"""

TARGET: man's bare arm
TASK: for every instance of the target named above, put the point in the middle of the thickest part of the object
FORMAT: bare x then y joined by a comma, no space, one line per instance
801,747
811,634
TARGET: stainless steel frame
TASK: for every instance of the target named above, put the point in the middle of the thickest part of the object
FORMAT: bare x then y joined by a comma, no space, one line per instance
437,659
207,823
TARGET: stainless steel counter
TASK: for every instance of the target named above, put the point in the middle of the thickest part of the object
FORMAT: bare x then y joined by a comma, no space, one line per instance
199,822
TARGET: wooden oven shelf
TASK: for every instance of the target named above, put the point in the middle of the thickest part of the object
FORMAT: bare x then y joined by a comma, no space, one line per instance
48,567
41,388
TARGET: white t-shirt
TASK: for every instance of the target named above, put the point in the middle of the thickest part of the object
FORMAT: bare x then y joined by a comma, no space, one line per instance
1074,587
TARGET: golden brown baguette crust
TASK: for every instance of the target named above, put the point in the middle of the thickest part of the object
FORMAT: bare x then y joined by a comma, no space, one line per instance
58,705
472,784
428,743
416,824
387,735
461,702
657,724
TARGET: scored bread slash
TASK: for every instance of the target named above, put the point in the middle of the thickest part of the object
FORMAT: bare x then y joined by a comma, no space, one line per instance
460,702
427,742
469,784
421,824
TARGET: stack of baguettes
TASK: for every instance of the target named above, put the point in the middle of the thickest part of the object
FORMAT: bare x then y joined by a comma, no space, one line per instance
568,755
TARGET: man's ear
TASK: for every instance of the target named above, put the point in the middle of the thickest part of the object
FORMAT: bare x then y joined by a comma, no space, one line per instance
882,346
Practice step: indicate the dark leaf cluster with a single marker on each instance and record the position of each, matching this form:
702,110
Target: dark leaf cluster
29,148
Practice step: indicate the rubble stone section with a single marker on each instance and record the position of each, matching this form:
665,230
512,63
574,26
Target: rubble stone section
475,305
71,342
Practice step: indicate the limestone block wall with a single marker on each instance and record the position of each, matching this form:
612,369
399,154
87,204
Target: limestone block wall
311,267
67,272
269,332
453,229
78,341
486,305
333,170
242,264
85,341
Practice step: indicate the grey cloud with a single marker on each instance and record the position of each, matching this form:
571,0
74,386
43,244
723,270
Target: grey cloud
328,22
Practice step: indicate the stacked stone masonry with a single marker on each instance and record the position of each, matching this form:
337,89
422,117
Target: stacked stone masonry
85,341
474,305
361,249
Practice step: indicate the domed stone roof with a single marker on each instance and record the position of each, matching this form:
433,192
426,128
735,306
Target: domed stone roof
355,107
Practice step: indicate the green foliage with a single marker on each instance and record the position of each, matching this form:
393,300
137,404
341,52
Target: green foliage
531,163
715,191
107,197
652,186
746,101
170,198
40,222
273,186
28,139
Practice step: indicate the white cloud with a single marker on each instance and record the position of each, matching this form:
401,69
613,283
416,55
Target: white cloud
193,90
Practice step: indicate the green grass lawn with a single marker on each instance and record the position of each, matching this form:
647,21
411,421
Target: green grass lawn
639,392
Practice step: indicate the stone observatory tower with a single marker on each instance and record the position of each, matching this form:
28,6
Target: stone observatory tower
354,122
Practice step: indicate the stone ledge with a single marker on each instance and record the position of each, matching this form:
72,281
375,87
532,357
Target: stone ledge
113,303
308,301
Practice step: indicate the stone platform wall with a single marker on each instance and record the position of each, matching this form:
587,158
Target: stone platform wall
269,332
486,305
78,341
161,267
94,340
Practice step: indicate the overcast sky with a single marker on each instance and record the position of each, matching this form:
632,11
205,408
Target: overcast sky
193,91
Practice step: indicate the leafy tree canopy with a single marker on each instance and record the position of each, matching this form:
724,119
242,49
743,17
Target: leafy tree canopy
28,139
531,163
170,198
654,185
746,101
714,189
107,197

"""

* Exercise aim
From the first line of the material above down to the line with "TARGET: golden brown baguette crust", output each line exactly; include both of those lines and add no others.

* Solved exercise
TARGET: man's bare arm
TASK: for every instance of the target named above, put the point in the middle of the thickest part of the object
FORMAT: bare x then y joined by a comma, no space, one line per instance
801,747
811,634
TARGET: stainless steel frame
TASK: for every instance of the target named above, put the point in the middle of the thickest part of the object
FORMAT: bare x then y joined by a comma, no space, one line per instance
437,659
207,823
TARGET: stainless steel counter
TASK: for every instance of the target named above, put the point in the middle of the thickest part of the object
FORMAT: bare x then y joined by a comma, no space, one line per instance
199,822
TARGET: wooden oven shelf
TASK: for every instance of the target named above, put the point in the middle of the thickest part of the object
FORMAT: bare x then y joined by a comma, no space, one line per instance
48,567
41,388
TARGET: white t-shirt
TASK: for every instance of the target named above, put the point in the middle of the thickest part of the object
FORMAT: bare x then y joined by a comma, no space, one line per instance
1074,587
TARGET: golden brown baguette crust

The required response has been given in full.